■ What to produce ■
Update the records below by replacing each "screenshot" with "image" and leaving every other line unchanged. Write out the result without the pictures.

(Image box annotation records)
- - -

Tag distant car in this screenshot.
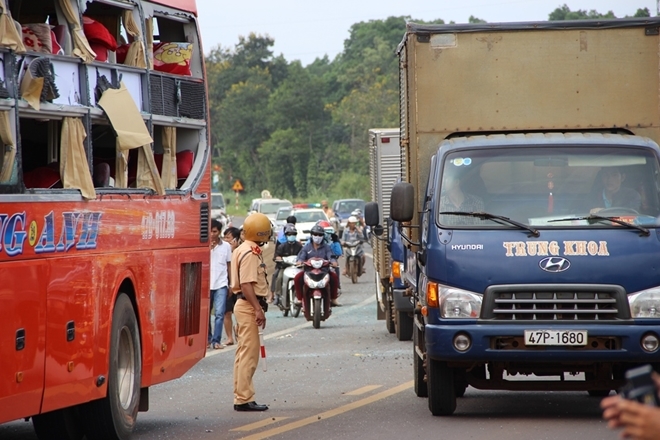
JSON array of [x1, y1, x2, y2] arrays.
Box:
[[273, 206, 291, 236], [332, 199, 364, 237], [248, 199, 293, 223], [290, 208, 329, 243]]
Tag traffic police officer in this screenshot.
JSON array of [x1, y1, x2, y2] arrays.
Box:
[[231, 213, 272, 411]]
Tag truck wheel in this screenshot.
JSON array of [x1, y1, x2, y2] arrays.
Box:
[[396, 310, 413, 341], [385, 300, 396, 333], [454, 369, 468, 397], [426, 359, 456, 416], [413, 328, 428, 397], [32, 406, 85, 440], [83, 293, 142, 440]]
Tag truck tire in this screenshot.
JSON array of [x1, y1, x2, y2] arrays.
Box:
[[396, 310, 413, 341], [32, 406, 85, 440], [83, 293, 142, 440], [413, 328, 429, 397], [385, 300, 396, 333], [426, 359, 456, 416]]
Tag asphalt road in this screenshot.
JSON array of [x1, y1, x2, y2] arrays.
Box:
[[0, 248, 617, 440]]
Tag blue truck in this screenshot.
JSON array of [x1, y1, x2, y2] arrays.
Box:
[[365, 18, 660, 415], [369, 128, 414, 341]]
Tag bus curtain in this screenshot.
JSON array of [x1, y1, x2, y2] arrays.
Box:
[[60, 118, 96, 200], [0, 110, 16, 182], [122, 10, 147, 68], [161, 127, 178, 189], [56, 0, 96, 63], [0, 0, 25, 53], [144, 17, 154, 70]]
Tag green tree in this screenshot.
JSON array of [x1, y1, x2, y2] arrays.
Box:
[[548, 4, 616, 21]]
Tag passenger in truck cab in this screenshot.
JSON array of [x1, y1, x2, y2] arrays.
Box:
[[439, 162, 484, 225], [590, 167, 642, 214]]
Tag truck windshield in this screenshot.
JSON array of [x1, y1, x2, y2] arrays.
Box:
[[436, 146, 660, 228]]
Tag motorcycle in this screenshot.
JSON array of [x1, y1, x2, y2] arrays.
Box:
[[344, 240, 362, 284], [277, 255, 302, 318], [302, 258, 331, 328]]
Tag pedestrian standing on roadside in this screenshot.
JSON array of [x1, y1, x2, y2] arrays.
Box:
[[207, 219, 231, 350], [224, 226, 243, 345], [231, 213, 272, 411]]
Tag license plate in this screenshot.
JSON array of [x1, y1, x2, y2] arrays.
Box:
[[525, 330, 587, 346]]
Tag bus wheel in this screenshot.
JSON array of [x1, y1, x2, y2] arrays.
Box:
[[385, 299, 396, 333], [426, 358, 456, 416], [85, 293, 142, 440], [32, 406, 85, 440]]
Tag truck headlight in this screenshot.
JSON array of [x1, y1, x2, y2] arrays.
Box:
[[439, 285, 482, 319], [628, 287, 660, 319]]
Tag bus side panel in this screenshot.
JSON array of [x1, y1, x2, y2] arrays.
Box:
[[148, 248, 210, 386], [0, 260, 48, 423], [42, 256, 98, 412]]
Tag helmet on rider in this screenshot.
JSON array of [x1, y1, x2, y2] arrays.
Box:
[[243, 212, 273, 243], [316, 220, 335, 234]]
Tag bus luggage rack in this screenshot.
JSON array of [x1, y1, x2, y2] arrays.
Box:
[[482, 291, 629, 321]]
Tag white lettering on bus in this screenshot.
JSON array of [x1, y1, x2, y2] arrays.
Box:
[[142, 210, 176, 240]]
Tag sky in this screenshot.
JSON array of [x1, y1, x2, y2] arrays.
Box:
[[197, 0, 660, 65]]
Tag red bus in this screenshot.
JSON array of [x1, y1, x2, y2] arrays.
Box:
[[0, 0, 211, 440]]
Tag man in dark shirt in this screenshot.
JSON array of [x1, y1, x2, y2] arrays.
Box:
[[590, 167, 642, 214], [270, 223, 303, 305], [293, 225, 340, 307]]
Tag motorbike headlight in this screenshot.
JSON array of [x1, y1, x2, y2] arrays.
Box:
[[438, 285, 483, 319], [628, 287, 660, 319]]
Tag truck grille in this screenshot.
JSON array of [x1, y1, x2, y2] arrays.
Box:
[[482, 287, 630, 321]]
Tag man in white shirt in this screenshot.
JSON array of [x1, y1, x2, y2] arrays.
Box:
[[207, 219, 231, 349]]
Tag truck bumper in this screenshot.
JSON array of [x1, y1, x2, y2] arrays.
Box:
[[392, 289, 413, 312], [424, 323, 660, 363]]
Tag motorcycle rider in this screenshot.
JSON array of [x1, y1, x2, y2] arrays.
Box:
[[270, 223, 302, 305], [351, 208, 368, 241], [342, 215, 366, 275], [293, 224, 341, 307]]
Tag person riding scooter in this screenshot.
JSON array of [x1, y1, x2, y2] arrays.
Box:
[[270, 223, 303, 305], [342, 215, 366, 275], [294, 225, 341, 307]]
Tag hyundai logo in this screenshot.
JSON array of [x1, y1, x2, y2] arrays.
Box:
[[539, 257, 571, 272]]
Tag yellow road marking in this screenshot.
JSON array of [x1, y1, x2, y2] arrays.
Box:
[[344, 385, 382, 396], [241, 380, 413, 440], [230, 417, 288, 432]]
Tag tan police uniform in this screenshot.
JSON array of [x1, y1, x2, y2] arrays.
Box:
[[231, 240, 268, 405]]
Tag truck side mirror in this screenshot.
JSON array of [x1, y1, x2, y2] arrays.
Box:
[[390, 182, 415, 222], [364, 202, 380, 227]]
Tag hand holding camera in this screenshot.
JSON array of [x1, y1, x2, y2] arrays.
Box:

- - -

■ The answer ■
Tag distant car in this image.
JSON array of [x1, y1, x2, y2] arrays.
Box:
[[273, 206, 291, 236], [332, 199, 364, 237], [248, 199, 293, 223], [290, 208, 329, 243]]
Tag traffic police officer in this image.
JSON array of [x1, y1, x2, y2] arrays.
Box:
[[231, 213, 272, 411]]
Tag truck wheel in this image.
JSON array of [x1, y1, x2, y2] arrays.
Box:
[[396, 310, 413, 341], [385, 300, 396, 333], [454, 369, 468, 397], [426, 359, 456, 416], [413, 328, 428, 397], [32, 406, 85, 440], [83, 293, 142, 440]]
Tag truck tire in this image.
JSON array of [x1, y1, x2, y2] arrays.
Box:
[[396, 310, 413, 341], [32, 406, 85, 440], [83, 293, 142, 440], [413, 328, 429, 397], [385, 300, 396, 333], [426, 359, 456, 416]]
Tag asphalt road in this image.
JSON array of [x1, y1, x2, y2] arrays.
Box:
[[0, 248, 617, 440]]
Tag blue truck in this image.
JSON array of [x1, y1, x2, y2] arrays.
Box:
[[365, 18, 660, 415], [369, 128, 414, 341]]
Tag bus curtain in this image.
JSON array of [x1, y1, x2, y2] arrays.
Box:
[[60, 118, 96, 200], [0, 110, 16, 182], [122, 10, 147, 68], [161, 127, 178, 189], [56, 0, 96, 63], [0, 0, 25, 53], [144, 17, 154, 70]]
Tag green tree in this image.
JSON array of [x1, y1, x2, y2] arrays.
Box:
[[548, 4, 616, 21]]
Tag passenger in truck cab in this image.
JSON array of [x1, y1, x2, y2] arrays.
Box:
[[439, 162, 484, 225], [590, 167, 642, 214]]
Tag truck windshield in this image.
JSON array of [x1, y1, x2, y2] arrays.
Box:
[[436, 146, 660, 228]]
Tag motorcycle in this image.
JSON array of [x1, y1, x2, y2] arrays.
Box:
[[344, 240, 362, 284], [277, 255, 302, 318], [302, 258, 331, 328]]
Tag pedestrian standing on roadside in this image.
JSON array of [x1, y1, x2, y2] arrays.
Box:
[[207, 219, 231, 350], [224, 226, 243, 345], [231, 213, 272, 411]]
Tag license plate in this image.
JSON array of [x1, y1, x2, y2] arrays.
Box:
[[525, 330, 587, 346]]
Tag bus wheel in this image.
JSON array of [x1, y1, x2, y2] arrays.
Box:
[[385, 299, 396, 333], [426, 358, 456, 416], [85, 293, 142, 440], [32, 406, 85, 440]]
Tag truck headlight in this image.
JSON array of [x1, y1, x2, y2] arrays.
Box:
[[439, 285, 482, 319], [628, 287, 660, 319]]
Tag bus side panel in this image.
JSON array of [x1, y1, x2, y2] arrays.
Box:
[[148, 248, 210, 386], [0, 260, 48, 423], [42, 256, 98, 412]]
Tag helmet on rider in this image.
JSON array of [x1, y1, x2, y2] arrays.
Box:
[[243, 212, 273, 243], [316, 220, 335, 234]]
Tag bus luggage rack in this image.
JSON array of [x1, y1, x2, y2] arrays.
Box:
[[482, 291, 629, 321]]
Tag white lettering on bus in this image.
JSON array of [x1, y1, x2, y2] arrays.
Box:
[[142, 210, 176, 240]]
Tag sky in this image.
JSON array of [x1, y1, x2, y2] arrays.
Box:
[[197, 0, 660, 65]]
Tag red bus in this image.
JSON array of [x1, y1, x2, y2] arrays.
Box:
[[0, 0, 211, 440]]
Tag man in dark shirt in this image.
JSON array of [x1, y1, x2, y2] arrays.
Box:
[[590, 167, 642, 214], [270, 223, 303, 305], [293, 225, 340, 307]]
Tag motorbike headlight in this image.
JSON array of [x1, y1, x2, y2] arrays.
Box:
[[438, 285, 483, 319], [628, 287, 660, 319]]
Tag truck grille in this image.
JSON array of [x1, y1, x2, y2] arrays.
Box:
[[482, 287, 630, 321]]
Tag man in white shirt in this image.
JSON array of [x1, y1, x2, y2] arrays.
Box:
[[207, 219, 231, 349]]
Tag truck bumper in this image.
JSON array of [x1, y1, x2, y2] arrays.
Box:
[[392, 289, 413, 312], [424, 323, 660, 363]]
Tag motorcycle rider in this image.
JSON array of [x1, y1, x2, y2] arrays.
Box:
[[270, 223, 302, 305], [351, 208, 368, 241], [342, 215, 366, 275], [293, 224, 341, 307]]
Tag person riding scooter in this image.
JSON array of [x1, y1, x2, y2] arrays.
Box:
[[270, 223, 303, 305], [342, 215, 366, 275], [294, 225, 341, 307]]
Tag hyundai logo in this image.
JSON array of [x1, y1, x2, y2] arrays.
Box:
[[539, 257, 571, 272]]
Tag yellow road marking in this image.
JSON array of [x1, y1, x2, y2] arrays.
Box:
[[344, 385, 382, 396], [241, 380, 413, 440], [230, 417, 288, 432]]
Tag tan police uniform in this image.
JSON array of [x1, y1, x2, y2] arrays.
Box:
[[231, 240, 268, 405]]
Tag truck side mirror in this image.
JSON array of [x1, y1, x2, y2] arrays.
Box:
[[390, 182, 415, 222], [364, 202, 380, 227]]
Tag hand holding camera in this image.
JSON array of [x1, y1, x2, y2] arrays.
Box:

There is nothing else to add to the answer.